#### DATA FOR PROCESSING ####

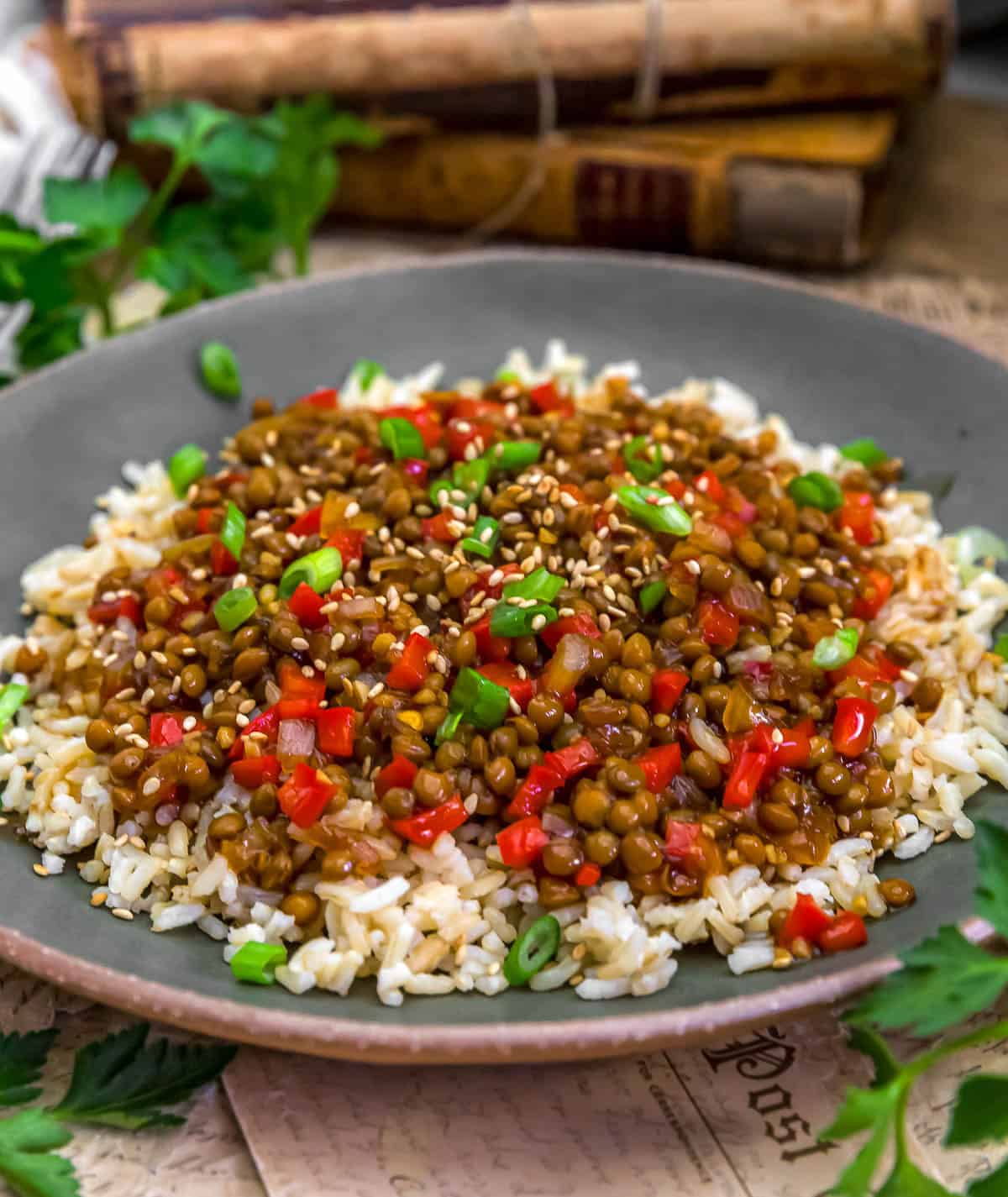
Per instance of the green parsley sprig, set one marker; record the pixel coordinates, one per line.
(270, 181)
(120, 1081)
(943, 980)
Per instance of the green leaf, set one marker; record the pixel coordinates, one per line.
(219, 370)
(943, 980)
(980, 1111)
(96, 203)
(22, 1059)
(121, 1081)
(991, 897)
(27, 1160)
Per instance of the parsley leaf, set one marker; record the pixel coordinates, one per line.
(123, 1082)
(943, 980)
(22, 1059)
(27, 1159)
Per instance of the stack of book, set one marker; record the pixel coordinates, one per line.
(758, 129)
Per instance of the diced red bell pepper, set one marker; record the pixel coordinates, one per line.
(411, 670)
(659, 765)
(546, 397)
(574, 759)
(464, 433)
(304, 795)
(847, 932)
(490, 648)
(522, 842)
(667, 687)
(307, 523)
(806, 921)
(858, 516)
(307, 607)
(534, 794)
(718, 626)
(335, 728)
(582, 625)
(399, 774)
(506, 674)
(223, 563)
(853, 723)
(255, 771)
(710, 484)
(425, 827)
(324, 397)
(121, 607)
(875, 595)
(165, 730)
(745, 780)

####

* [WHAT YOU HAVE TO DO] Copy every line above character for character, leaving out the pictures.

* [COMPLETE RESPONSE]
Per instance of the green parsley sprig, set one marker; record the pixel coordinates, one per line.
(270, 181)
(120, 1081)
(943, 980)
Per instance of the green leaf, set one marker; record the pixel coordinates, one per line.
(219, 370)
(943, 980)
(980, 1111)
(96, 203)
(22, 1059)
(121, 1081)
(991, 897)
(27, 1160)
Per instance of the parsley leaf, set one marker; record the pixel coordinates, one per line.
(123, 1082)
(943, 980)
(22, 1059)
(27, 1159)
Per instance of the stack of book, set one marker; record the pixel coordinates, one per line.
(758, 129)
Per instance of the diced red bell pepper, set one marker; record the pixel coordinates, one per line.
(411, 670)
(659, 765)
(546, 397)
(574, 759)
(464, 433)
(304, 795)
(847, 932)
(490, 648)
(522, 842)
(667, 687)
(307, 523)
(806, 921)
(858, 516)
(307, 607)
(534, 794)
(718, 626)
(335, 728)
(582, 625)
(399, 774)
(506, 674)
(223, 563)
(853, 723)
(255, 771)
(710, 484)
(425, 827)
(324, 397)
(121, 607)
(875, 595)
(165, 730)
(745, 780)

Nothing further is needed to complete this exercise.